Score following and interactive accompaniment
Numerous contemporary music works, named mixed works, rely on the combination of instrumental parts and electronic sounds produced by real-time synthesis or processing of the instrument sounds. Different strategies exist for synchronising those various parts live in concert, the most straightforward ones, but least musical, consisting in pre-recording a soundtrack and superimposing the performers to play with it. Conversely, score following aims to automatically synchronise computer actions with real-time analysis of performance and to compare them with an internal model of the performed score. The latest advances of research on this subject, implemented in the Antescofo application include a continuous tempo tracking of the performance and the definition of a language for specifying the real-time processes [Cont, 2010]. Another use case of the same algorithms is interactive accompaniment or "music minus one", where a solo performer can train on a pre-recorded accompaniment sound track that follows his (her) tempo evolutions.
Performance/sound interaction
The NIME community is very active in the design of new performance/sound interaction systems that extend the traditional notion of musical instruments. The main aspects of the field related to MIR technologies are presented in section 3 and will not be developed here.
Art installations
Sound has featured extensively in art installations since Luigi Russolo’s Futurist Manifesto "The Art of Noises" described the sound of the urban industrial landscape and became the source of inspiration for many artists and composers (e.g. Edgard Varèse, John Cage and Pierre Schaefer) [Russolo, 1913]. Recent music technologies offer increased opportunities for immersive sound art experiences and physical explorations of sound. Art installations offer novel ways of using these technologies and enable novel experiences particularly through placing the focus on the audience and their context.
Environmental sound installations
Art installations have increasingly been using data from field recordings or sounds generated through real-time location-based interaction in order to trigger various behaviours (e.g. Sound Mapping London Tea Houses which was an installation at the Victoria and Albert Museum in 2011, by the G-Hack group from Queen Mary, University of London). Artists have explored the integration of unfamiliar sounds into new physical environments (e.g. Bill Fontana’s White Sound: An Urban Seascape, 2011). Generative music has been used in response to the environment. For instance Variable 4 is an environmental algorithmic weather machine which generates a unique musical composition which reflects the changing atmosphere of that particular environment. Radioactive Orchestra aims to produce a musical sequence from the radioactivity of nuclear isotopes.

» Records from a dataset:
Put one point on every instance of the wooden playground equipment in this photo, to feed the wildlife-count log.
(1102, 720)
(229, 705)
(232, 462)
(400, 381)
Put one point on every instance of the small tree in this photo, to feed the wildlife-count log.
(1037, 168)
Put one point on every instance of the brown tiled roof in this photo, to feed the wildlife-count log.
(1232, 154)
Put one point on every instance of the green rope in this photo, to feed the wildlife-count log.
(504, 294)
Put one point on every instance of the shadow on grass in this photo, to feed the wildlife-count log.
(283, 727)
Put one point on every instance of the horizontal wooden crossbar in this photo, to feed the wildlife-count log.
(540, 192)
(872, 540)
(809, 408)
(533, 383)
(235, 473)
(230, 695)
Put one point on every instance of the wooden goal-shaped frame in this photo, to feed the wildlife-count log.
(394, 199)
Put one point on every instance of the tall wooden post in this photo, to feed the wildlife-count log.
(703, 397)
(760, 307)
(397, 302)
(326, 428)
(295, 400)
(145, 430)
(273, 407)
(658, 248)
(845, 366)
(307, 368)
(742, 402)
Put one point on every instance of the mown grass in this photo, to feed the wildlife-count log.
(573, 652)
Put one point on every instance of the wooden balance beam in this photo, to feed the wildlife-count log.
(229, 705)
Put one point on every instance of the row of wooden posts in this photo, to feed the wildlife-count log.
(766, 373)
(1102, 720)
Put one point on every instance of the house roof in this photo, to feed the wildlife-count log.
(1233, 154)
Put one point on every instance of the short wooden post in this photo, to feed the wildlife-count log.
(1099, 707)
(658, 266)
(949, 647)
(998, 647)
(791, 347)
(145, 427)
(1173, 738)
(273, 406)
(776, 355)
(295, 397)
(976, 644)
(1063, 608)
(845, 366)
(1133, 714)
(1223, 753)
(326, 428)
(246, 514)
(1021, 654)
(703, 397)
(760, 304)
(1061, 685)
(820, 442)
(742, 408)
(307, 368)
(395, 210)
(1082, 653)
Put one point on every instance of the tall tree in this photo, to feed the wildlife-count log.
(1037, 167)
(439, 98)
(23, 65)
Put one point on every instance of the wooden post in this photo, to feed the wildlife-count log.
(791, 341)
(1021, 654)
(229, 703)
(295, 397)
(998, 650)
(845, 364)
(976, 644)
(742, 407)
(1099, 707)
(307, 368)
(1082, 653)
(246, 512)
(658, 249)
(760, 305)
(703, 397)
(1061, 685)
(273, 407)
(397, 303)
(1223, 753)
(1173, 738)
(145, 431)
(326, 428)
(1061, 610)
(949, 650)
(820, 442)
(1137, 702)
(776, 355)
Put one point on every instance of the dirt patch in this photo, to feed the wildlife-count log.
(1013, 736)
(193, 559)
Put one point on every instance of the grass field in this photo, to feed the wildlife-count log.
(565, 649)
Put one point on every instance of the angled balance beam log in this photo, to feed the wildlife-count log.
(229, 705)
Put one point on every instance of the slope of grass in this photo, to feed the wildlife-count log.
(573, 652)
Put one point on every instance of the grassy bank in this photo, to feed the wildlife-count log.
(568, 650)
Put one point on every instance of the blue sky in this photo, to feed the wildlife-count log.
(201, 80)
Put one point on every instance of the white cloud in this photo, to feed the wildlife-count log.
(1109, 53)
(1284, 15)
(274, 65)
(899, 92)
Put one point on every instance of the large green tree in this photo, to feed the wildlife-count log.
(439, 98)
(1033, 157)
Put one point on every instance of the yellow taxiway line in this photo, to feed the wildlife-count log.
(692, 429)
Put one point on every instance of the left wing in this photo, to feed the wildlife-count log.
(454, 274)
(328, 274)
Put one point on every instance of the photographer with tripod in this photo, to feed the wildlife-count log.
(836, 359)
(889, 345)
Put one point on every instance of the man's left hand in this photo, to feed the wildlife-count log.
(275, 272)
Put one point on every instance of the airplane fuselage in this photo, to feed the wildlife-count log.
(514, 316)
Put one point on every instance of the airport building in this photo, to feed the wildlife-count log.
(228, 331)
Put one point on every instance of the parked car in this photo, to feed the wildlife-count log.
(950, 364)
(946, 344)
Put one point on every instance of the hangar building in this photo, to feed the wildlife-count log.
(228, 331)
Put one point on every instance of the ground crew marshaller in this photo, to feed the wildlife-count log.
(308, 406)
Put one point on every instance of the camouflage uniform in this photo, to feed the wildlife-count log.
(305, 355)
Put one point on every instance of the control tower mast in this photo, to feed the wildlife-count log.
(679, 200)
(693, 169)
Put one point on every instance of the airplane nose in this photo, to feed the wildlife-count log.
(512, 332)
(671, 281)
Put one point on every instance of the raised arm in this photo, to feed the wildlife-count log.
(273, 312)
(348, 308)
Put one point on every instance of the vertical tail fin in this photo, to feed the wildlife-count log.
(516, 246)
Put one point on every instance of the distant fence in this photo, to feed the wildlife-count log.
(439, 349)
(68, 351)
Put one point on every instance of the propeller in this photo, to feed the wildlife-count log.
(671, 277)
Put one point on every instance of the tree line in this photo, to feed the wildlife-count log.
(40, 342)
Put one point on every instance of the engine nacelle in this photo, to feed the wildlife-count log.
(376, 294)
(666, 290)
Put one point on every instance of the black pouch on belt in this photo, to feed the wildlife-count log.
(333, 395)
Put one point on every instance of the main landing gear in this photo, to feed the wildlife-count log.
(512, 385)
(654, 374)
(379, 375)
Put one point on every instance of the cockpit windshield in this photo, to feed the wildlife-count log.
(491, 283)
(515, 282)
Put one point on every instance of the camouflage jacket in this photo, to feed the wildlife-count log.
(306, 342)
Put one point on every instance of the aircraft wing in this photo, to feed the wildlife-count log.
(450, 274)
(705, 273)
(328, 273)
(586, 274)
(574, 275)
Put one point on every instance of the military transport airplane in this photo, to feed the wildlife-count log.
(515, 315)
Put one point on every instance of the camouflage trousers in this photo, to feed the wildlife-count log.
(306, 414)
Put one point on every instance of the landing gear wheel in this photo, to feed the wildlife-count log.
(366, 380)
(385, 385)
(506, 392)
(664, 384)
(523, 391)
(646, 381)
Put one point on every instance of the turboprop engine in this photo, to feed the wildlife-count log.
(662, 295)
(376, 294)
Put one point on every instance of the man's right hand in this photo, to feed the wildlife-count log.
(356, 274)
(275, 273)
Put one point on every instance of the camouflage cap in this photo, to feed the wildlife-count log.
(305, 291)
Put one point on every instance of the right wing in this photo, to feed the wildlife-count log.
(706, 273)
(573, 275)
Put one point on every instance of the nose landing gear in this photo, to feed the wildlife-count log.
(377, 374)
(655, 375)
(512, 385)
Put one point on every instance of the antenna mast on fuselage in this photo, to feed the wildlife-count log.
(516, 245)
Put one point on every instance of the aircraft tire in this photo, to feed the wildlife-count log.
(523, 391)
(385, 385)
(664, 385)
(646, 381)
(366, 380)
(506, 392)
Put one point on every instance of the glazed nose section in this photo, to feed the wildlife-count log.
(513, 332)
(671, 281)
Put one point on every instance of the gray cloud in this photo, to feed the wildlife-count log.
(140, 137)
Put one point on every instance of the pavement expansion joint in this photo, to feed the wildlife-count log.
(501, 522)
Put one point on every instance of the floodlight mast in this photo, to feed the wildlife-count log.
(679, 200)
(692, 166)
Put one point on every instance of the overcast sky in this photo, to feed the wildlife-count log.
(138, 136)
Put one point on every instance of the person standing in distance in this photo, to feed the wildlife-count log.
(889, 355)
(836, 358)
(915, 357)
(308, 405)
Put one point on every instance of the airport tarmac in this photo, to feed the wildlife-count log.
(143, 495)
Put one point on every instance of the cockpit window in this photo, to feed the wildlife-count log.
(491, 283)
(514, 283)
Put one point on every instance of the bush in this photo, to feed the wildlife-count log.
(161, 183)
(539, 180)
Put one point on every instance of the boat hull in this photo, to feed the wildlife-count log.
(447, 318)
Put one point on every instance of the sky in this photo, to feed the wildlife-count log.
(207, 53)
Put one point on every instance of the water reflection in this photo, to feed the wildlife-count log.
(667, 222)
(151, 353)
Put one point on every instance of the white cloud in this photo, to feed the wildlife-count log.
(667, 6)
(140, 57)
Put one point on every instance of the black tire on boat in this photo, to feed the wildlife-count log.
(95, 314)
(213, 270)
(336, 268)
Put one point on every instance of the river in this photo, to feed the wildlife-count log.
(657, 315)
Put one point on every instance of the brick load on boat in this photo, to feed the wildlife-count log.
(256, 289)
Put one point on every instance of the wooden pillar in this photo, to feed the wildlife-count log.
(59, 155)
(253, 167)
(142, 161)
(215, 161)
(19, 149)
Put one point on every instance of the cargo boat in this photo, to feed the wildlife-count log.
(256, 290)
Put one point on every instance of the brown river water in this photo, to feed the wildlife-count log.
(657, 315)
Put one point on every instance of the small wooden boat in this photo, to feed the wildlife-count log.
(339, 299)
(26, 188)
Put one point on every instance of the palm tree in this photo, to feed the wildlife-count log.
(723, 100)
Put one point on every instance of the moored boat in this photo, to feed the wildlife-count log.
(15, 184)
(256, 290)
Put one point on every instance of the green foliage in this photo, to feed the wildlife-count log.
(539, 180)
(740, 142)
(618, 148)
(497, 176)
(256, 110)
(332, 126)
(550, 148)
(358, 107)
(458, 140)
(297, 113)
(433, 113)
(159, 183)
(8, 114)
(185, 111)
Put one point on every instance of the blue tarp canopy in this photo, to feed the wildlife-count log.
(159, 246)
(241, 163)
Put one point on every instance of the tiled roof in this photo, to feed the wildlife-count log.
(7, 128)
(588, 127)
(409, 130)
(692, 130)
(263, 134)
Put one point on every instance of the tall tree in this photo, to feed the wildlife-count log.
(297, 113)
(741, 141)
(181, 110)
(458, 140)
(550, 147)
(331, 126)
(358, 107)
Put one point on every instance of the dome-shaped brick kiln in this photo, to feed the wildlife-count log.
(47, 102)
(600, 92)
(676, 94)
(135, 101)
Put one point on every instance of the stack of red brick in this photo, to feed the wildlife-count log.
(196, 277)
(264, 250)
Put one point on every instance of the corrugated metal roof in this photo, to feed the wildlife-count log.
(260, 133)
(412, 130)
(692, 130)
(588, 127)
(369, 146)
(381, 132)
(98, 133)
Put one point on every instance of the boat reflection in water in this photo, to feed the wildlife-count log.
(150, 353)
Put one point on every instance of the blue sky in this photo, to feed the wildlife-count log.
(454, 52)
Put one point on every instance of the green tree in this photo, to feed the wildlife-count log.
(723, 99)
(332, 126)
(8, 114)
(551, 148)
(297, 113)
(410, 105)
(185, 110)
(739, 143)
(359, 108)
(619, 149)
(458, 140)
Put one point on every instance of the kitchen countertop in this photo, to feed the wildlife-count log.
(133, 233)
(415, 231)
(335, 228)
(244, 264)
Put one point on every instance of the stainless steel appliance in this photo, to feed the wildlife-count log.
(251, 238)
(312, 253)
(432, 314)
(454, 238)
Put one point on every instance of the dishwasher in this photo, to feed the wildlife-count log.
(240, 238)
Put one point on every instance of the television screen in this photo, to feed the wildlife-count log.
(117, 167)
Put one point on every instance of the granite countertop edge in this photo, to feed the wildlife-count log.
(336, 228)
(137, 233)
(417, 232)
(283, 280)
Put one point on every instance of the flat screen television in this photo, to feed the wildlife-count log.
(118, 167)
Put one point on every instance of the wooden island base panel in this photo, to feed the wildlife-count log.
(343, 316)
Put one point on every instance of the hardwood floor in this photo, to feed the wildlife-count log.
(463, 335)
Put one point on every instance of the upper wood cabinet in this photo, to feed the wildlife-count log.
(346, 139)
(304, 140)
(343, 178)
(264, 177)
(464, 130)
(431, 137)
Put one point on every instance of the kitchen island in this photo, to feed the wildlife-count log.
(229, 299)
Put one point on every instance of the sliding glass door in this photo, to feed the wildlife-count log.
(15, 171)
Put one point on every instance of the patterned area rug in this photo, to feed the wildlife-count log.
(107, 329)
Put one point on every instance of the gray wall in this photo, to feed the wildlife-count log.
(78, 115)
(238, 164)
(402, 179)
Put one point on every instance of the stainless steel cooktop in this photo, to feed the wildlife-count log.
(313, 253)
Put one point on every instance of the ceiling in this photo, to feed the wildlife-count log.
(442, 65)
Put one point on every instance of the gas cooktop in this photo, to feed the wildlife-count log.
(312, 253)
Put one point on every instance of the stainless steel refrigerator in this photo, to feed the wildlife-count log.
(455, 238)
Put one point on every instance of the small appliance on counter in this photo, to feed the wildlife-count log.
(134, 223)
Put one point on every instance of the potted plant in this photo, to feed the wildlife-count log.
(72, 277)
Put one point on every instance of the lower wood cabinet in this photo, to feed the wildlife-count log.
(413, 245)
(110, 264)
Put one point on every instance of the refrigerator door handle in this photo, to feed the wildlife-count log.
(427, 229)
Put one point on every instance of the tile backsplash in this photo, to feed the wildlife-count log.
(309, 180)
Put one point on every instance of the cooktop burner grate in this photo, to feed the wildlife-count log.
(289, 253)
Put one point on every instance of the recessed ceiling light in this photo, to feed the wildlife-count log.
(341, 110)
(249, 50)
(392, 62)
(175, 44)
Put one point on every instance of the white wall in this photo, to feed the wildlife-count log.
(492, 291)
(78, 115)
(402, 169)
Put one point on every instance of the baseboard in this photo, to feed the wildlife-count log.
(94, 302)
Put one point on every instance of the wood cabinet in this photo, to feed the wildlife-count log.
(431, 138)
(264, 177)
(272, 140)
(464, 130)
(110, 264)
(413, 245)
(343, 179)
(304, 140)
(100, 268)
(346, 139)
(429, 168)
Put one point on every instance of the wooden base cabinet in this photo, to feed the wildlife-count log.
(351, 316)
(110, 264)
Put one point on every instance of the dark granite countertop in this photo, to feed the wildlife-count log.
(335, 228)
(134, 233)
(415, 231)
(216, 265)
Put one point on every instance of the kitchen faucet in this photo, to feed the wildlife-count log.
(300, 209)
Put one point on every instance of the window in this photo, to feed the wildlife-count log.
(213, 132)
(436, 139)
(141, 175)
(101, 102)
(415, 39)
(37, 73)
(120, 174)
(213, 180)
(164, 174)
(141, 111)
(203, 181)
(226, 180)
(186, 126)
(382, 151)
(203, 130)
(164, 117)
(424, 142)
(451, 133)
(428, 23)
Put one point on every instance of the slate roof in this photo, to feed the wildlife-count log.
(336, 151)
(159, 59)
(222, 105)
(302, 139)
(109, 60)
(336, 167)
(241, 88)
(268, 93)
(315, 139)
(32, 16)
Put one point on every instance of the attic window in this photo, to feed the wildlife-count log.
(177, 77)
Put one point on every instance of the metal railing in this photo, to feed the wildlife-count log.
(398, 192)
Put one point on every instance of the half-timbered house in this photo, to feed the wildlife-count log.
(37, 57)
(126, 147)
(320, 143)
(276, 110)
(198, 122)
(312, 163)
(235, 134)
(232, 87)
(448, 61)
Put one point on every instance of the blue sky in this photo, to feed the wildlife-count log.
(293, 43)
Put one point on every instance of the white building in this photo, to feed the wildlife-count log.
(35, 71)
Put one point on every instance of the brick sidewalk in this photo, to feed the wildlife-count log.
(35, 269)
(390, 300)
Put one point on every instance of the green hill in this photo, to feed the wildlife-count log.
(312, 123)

» PROBLEMS TO SOLVE:
[1] Summarize the text on music technology uses in three sentences.
[2] Go on with the text on music technology uses, picking up after its final sentence.

» ANSWERS TO THE PROBLEMS:
[1] Score following automatically synchronizes computer actions in mixed works with real-time analysis of a performance, and the same algorithms power interactive accompaniment that follows a solo performer's tempo. Since Russolo's "The Art of Noises," sound has featured widely in art installations, which use recent music technologies to offer immersive experiences that focus on the audience and their context. Environmental sound installations draw on field recordings, location-based interaction, unfamiliar sounds placed in new physical environments, and generative music that responds to the environment.

[2]
Collaborative sound art
Collaborative music making has been expressed through art installations such as Play.Orchestra which blurs the borders between audience and player, amateur and professional. Atau Tanaka’s Global String metaphorically wraps a musical string around the world and through user engagement creates a collaborative instrument between world art galleries exploring the idea of communication via non-linguistic musical interaction and collaboration.
Body generative sound art
Using the human body as an instigator in the generation of sound and music is a growing research area. Atau Tanaka's Sensorband includes performers wearing a combination of MIDIconductor machines that send and receive ultrasound signals measuring the hands’ rotational positions and relative distance; gestural interaction with invisible infrared beams; and the BioMuse, a system that tracks neural signals (EMG), translating electrical signals from the body into digital data. Since around 2006 Daito Manabe has been working on the project Electric Stimulus which literally plays the body as a sensory network for outputting sound and expression through the application of shock waves to particular nerve centres. The Serendiptichord Dance focuses on the act of performing physically with a circular instrument unifying performance and sound.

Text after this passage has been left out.